◆ DIRECTIVE
List every line of the records below that contains the word "wheel", treating uppercase and lowercase letters as different.

(Pointing data excerpts)
++++++++

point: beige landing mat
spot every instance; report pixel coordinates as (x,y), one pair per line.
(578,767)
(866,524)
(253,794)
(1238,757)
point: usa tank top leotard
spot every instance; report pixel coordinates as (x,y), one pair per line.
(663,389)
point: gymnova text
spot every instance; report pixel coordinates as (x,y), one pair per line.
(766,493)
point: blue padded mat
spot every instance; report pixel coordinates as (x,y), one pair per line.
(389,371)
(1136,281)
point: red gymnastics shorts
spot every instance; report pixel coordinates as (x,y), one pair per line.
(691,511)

++++++++

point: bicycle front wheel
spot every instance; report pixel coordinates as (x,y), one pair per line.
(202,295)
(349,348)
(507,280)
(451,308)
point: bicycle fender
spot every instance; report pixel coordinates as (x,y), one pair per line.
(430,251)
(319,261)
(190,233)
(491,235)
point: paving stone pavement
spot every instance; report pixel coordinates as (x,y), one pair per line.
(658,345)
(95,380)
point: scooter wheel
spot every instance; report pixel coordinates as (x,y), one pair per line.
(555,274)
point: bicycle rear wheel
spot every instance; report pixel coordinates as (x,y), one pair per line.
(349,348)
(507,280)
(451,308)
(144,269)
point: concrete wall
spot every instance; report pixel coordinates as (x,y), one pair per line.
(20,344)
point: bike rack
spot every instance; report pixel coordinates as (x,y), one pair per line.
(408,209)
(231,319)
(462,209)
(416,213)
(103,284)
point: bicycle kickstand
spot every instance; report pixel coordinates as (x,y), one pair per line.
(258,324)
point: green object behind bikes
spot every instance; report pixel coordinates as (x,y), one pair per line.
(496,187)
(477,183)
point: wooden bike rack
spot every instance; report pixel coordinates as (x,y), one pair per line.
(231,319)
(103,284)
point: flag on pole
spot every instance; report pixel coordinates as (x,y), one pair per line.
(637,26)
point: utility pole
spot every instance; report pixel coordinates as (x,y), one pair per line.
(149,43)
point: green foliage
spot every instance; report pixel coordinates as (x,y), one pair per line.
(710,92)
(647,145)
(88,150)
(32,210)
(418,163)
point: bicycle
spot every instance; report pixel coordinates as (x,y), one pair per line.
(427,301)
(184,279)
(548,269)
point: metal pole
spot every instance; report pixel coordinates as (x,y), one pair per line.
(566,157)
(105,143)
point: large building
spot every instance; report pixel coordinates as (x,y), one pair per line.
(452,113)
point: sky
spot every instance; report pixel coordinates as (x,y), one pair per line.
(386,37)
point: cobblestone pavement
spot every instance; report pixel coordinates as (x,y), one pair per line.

++++++++

◆ OUTPUT
point: bicycle front wheel
point: scooter wheel
point: bicycle rear wheel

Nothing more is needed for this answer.